» SOURCE DOCUMENT
▼

The royal family joined forces to mark Commonwealth Day during a special TV programme on Sunday.
The programme replaced the annual Commonwealth Day service at Westminster, which was cancelled for the first time in nearly half a century because of the pandemic.
WATCH: The Queen talks about the importance of future relationships in Commonwealth speech
Ahead of the televised special, Buckingham Palace said: "In Her Majesty's annual Commonwealth Day message, the Queen will pay tribute to the way in which communities across the family of nations have come together in response to the pandemic."
The Queen, 94, who has reigned for nearly 70 years, is Head of the Commonwealth – a voluntary association of 54 nations.
In her speech at the beginning of the broadcast, the monarch made reference to the pandemic as she said: "Over the coming week as we celebrate the friendship spirit of unity and achievement of the Commonwealth we have an opportunity to reflect on the time like no other.

▲

[Records from a collection]
▼

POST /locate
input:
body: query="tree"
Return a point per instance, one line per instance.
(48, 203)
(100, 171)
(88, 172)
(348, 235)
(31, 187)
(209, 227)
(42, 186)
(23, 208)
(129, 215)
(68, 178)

▲

» WHAT YOU NEED TO DO
1) According to the Commonwealth Day article, why was a special television programme held in place of the usual event? Answer in one to three sentences.
2) Answer these questions from the Commonwealth Day article:
(a) Which annual event did the television programme replace?
(b) How old was the Queen?
(c) How many nations make up the Commonwealth?
The material has no connection to the text.

» ANSWERS TO THIS EXERCISE
1) The television programme replaced the annual Commonwealth Day service at Westminster. That service was cancelled for the first time in nearly half a century because of the pandemic.

2)
(a) The annual Commonwealth Day service at Westminster.
(b) 94.
(c) 54.